§ PROMPT: Which lines in the rows below contain the word "helmet"? Pick out each one and copy it in full.

§ PROVIDED DATA:
<<<<
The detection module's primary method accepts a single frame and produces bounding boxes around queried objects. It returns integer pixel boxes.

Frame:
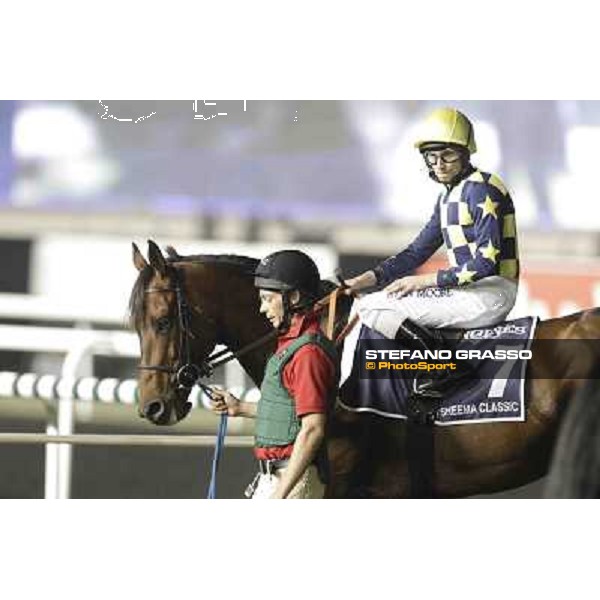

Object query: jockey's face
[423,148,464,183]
>>>>
<<<<
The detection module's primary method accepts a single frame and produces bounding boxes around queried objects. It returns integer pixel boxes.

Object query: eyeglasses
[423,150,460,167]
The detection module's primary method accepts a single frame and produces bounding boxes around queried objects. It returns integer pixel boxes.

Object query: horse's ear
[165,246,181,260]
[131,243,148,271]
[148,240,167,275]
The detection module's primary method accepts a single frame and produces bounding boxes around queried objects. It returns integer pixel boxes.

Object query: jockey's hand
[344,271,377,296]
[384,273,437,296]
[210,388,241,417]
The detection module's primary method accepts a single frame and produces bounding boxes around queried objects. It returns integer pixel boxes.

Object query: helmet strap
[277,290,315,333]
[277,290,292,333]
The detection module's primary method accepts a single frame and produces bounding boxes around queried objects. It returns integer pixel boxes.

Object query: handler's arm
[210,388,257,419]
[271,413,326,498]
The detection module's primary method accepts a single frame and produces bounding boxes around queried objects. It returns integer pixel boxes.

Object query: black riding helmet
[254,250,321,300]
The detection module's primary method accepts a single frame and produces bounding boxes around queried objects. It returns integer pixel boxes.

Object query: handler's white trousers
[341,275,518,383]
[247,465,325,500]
>>>>
§ EXERCISE RESPONSE:
Object query: helmet strap
Object query: black riding helmet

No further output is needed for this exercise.